(Records for processing Opens)

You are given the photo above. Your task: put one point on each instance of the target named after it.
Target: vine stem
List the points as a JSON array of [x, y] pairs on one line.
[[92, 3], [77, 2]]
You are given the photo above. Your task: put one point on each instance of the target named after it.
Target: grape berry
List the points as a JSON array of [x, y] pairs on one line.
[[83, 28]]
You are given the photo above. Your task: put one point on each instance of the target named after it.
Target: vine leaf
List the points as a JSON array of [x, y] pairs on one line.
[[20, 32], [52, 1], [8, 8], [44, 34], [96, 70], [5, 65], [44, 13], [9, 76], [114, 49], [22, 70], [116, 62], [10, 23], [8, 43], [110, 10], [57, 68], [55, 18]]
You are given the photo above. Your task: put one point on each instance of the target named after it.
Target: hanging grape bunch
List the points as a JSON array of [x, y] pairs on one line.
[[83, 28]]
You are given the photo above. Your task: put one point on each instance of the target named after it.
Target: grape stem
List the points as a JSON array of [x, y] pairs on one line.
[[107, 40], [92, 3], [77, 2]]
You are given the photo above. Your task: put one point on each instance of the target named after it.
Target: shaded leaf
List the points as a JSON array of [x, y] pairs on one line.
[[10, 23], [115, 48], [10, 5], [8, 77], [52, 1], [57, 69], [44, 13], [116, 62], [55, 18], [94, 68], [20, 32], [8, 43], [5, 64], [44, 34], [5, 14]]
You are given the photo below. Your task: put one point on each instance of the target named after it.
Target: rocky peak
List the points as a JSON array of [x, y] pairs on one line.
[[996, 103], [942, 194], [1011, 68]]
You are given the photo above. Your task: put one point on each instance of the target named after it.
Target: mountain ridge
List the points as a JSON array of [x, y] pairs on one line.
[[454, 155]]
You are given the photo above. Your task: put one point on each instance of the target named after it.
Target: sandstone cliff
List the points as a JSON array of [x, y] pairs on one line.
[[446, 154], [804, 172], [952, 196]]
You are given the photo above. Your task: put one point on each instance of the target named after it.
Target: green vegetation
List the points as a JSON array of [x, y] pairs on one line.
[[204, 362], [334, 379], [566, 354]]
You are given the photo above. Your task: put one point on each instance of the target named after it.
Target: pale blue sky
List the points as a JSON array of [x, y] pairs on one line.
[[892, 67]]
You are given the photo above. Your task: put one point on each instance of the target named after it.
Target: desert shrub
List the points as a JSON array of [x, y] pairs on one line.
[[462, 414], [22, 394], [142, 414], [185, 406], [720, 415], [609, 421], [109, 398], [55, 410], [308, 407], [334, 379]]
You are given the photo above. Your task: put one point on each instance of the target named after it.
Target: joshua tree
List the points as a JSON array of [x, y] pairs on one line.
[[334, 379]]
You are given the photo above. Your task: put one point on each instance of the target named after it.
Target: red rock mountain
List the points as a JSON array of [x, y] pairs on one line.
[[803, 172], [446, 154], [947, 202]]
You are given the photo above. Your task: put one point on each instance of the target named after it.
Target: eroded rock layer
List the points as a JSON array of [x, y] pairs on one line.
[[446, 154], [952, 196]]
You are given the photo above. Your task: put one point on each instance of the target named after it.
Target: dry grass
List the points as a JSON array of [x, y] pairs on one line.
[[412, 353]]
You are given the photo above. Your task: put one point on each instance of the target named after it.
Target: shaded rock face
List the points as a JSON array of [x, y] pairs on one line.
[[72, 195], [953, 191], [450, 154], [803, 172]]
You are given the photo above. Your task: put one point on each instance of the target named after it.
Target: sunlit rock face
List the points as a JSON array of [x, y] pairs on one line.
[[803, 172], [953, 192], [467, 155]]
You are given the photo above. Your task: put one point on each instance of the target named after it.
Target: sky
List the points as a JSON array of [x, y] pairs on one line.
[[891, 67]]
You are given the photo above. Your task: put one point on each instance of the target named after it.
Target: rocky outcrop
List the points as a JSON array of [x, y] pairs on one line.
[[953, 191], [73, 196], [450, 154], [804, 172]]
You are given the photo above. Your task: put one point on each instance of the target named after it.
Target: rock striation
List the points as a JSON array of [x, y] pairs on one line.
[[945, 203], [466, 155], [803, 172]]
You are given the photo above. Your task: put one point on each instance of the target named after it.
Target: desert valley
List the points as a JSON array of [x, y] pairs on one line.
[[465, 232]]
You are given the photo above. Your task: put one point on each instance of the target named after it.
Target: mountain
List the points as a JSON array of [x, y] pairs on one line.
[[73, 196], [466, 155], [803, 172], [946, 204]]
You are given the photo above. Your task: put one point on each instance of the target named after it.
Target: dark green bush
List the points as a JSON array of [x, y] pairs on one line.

(Records for processing Closes)

**What you have to do:** Your job is to retype all of the material exactly.

**Written response:**
You are given the photo above. Your task: put one point on each instance of the target named after it.
Target: vine stem
List the points as a JSON array of [x, y] pairs on one line.
[[92, 3], [77, 2]]
You are given the photo above. Your task: put one point on each instance of the target named after it.
Target: grape berry
List the points as a JSON array of [x, y] pairs on one line.
[[83, 28]]
You are given the photo above. Your task: put one point on each instance of the target named after it.
Target: vine leaf
List the points as a JSON array of [x, y] pairs on one line.
[[20, 32], [52, 1], [8, 8], [44, 34], [96, 70], [5, 65], [44, 13], [9, 76], [114, 49], [22, 70], [116, 62], [10, 23], [8, 43], [110, 10], [57, 68], [55, 18]]
You are given the photo above. Your task: put one point on each instance of the target named after it.
Target: hanging grape bunch
List the points as a JSON array of [x, y] pairs on one line.
[[83, 28]]
You are given the photo above. Your task: put one point on each instance of the target named after it.
Target: grape stem
List the points as a JSON array of [x, y] pairs on one line.
[[107, 40], [92, 3], [77, 2]]
You are given the photo above. Your task: put one point on each instance of the target named after it.
Target: shaded leaf
List the points as a JSON array of [x, y] pairs on one line.
[[10, 23], [115, 48], [10, 5], [8, 77], [52, 1], [57, 69], [44, 13], [116, 62], [55, 18], [94, 68], [20, 32], [8, 43], [5, 64], [44, 34], [5, 14]]
You are given the photo below. Your task: put one point on each instance of the target named after it.
Target: rocky peak
List the points as a JSON array of [x, y] pairs on one line.
[[996, 103], [942, 194], [1011, 68]]
You are given the photo above. Your task: put one point on each instance of the target named after it.
Target: mountain ridge
List the points as a JSON array of [x, y] pairs on one line.
[[454, 155]]
You are given the photo above. Your task: put one point on each instance of the target named after it.
Target: sandstone cliff
List the points as a JSON array of [x, y] pairs on one line.
[[446, 154], [804, 172], [952, 196]]
You are given the photo above. Your task: put one point on each instance of the target named after it.
Target: green vegetation
List the points as a JSON array of [x, y] pairs on one line.
[[204, 362], [334, 379], [566, 354]]
You are given the photo above. Your task: put one point on each instance of the target named after it.
Target: pale blue sky
List the points as a JSON array of [x, y] pairs on one line.
[[892, 67]]
You are given the photo above. Your task: put one point on each instance of the target named after it.
Target: desert shrub
List the points as a JSON array of [x, y] pairs on one line.
[[462, 414], [22, 394], [142, 414], [185, 406], [720, 415], [609, 421], [109, 398], [55, 410], [308, 407], [334, 379]]
You are given the photo above. Your task: put one point on each instance of the target named after it.
Target: joshua tree
List the points as a JSON array of [x, y] pairs on one line.
[[334, 379]]
You are given the photo above. Your task: put one point on each instance of the target named after it.
Target: red rock mountain
List the points as a JSON array of [x, y] pairs on one line.
[[803, 172], [446, 154], [947, 202]]
You are given the photo above. Your task: put one point on each instance of the target named after it.
Target: eroded rock layer
List the points as a JSON array of [x, y] pairs on one line.
[[446, 154], [952, 196]]
You are given the photo above. Your task: put one point on each instance of the target named after it.
Target: dry grass
List the points as a JSON array of [x, y] pairs on one line.
[[412, 353]]
You are given the photo above. Your task: put one point on each instance of the target named after it.
Target: shaded rock face
List the points as a JSON array of [x, y] pairs on one line.
[[72, 195], [953, 191], [450, 154], [803, 172]]
You are given the photo above. Your task: put one point on each instance of the target named after it.
Target: sunlit rock face
List the points as a JSON array of [x, y] pairs on one line.
[[803, 172], [953, 192], [467, 155]]
You are given the photo above. Your task: put one point on each instance of the target named after it.
Target: sky
List the points as a JSON array of [x, y] pairs on one line.
[[891, 67]]
You are given the photo above. Your task: put one point on each instance of the target named after it.
Target: rocky outcrop
List the points as a JSON array of [x, y] pairs on one line.
[[953, 191], [73, 196], [450, 154], [804, 172]]
You are given the photo above. Your task: put one point on each instance of the target named after it.
Target: rock striation
List the points as a JSON array of [x, y] pairs on one line.
[[945, 203], [466, 155], [803, 172]]
You are given the photo above. Your task: put one point on each instance of the target named after it.
Target: desert valley
List the points as a JSON array of [x, y] pairs on one line.
[[465, 232]]
You are given the photo above. Your task: put one point on each instance of the target named after it.
Target: mountain
List the points as a JSON array of [x, y] pairs on one line.
[[73, 196], [466, 155], [803, 172], [946, 204]]
You are given the photo above. Your task: put one point on each instance of the target named after it.
Target: dark green bush
List the points as a JSON array of [x, y] pairs on one line.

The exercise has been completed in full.